Document excerpt:
------------------------------------------------------------------------

A friend of mine made an interesting comment about Elizabeth Maconchy. Admittedly her remarks were based on having heard just a few of her chamber works. She considered that if Maconchy had been a man she would have been in the ‘Top 10’ English composers. I tend to agree with her. How many ‘music lovers’ will have heard her name … far less any of her compositions? Of course this centenary year may be an exception – the Music for Strings and the Four Shakespeare Songs are being performed at this year's Proms. However, note that the former is played at a matinee concert and that neither work appears at the Royal Albert Hall. They have been sidelined to the Cadogan Hall: conveniently pushed to one side as if someone at the ‘Beeb’ does not really want to recognise her craft but feels obliged to note the centenary.

I was first introduced to Maconchy’s music by that great description of London’s river – Proud Thames. This was on the original Lyrita vinyl issued around 1972. Then, as now, I tend to see it in terms of Smetana’s Ma Vlast – although there is an intangible ‘English’ feel to this music. Ironically this work was an entry into the London County Council competition of 1952 for a piece to celebrate the forthcoming Coronation. I am left pondering the possibility of Ken Livingstone sponsoring such an event in these multicultural days: steel drums and Tibetan finger cymbals perhaps? Maconchy wrote that the inspiration for this was ‘the river itself’. She stated that it was meant ‘… to suggest its rapid growth from small beginnings to a great river of sound – from its trickling source among green fields, to London, where the full tide of the life of the capital centres on its river." As I write this review I am high above the Thames near Blackwall Reach – and the memory of her musical tone poem, for such it is, on this misty summer’s day makes for poignant thought. Proud Thames is one of those works that should be in the repertoire, along with Malcolm Arnold’s The Smoke and John Ireland’s London Overture; the reality is that it will probably only receive an occasional airing - if that. It would have made a terrific ‘Last Night’ opener.

The Symphony for Double String Orchestra is in the same league as similar works composed by Sir Michael Tippett and Ralph Vaughan Williams. This is quite definitely a masterpiece. Maconchy titled the work ‘on account of its weight and serious content’. However the formal construction of the piece owes more to Bach’s Brandenburgs rather than to the ‘classical’ symphony.

This Symphony is in four well-balanced but strongly contrasting movements. The ‘allegro molto’ opens with an insistent and quite aggressive ‘five note figure’, however this is offset by, as Rob Barnett calls it, a ‘fandango pizzicato’ – quite a ‘pop’ tune! The second movement is the heart of the work. Profoundly intense, the composer scores for an expressive solo violin. The music pushes towards a great climax before subsiding into the reflective opening material. This is one of the great ‘elegies’ of British string music. The ‘scherzo’ is wonderful stuff: it well balances the heart rending ‘lento’. This music is written antiphonally with the two groups of strings engaging in a spirited conversation. Yet it is not the traditional ‘joke’. There are some serious matters to be discussed in these pages. The movement ends with nod to things Gallic - or are they Iberian? The reflective mood of much of this piece is continued in the last movement – a well thought out ‘passacaglia’. This is intense music that is well balanced between a long ‘allegro’ section and a soaring ‘lento.’ One is reminded of a dozen composers – but it is never possible to quite put the finger on them! Originality is the keynote.

------------------------------------------------------------------------

Information provided:

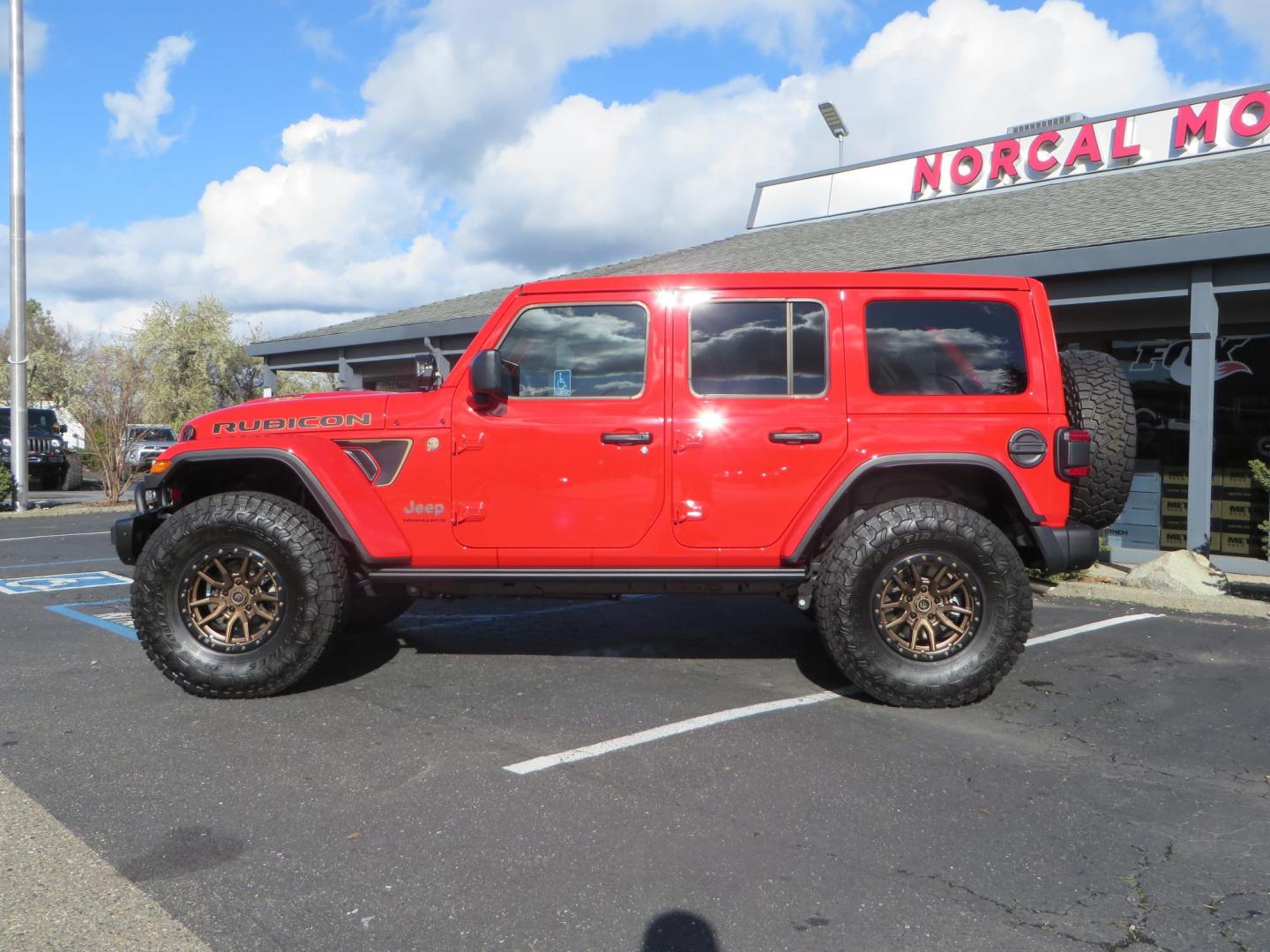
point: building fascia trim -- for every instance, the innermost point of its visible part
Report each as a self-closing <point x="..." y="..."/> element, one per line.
<point x="1119" y="256"/>
<point x="367" y="335"/>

------------------------------------------------------------------------

Exercise instructions: Turn the paragraph of the Maconchy review that starts "The Symphony for Double String Orchestra" into a short bulleted list that keeps its main facts.

Answer to this task:
- It stands with similar works by Sir Michael Tippett and Ralph Vaughan Williams and is called a masterpiece.
- Maconchy gave it the title "on account of its weight and serious content."
- Its formal construction owes more to Bach's Brandenburgs than to the classical symphony.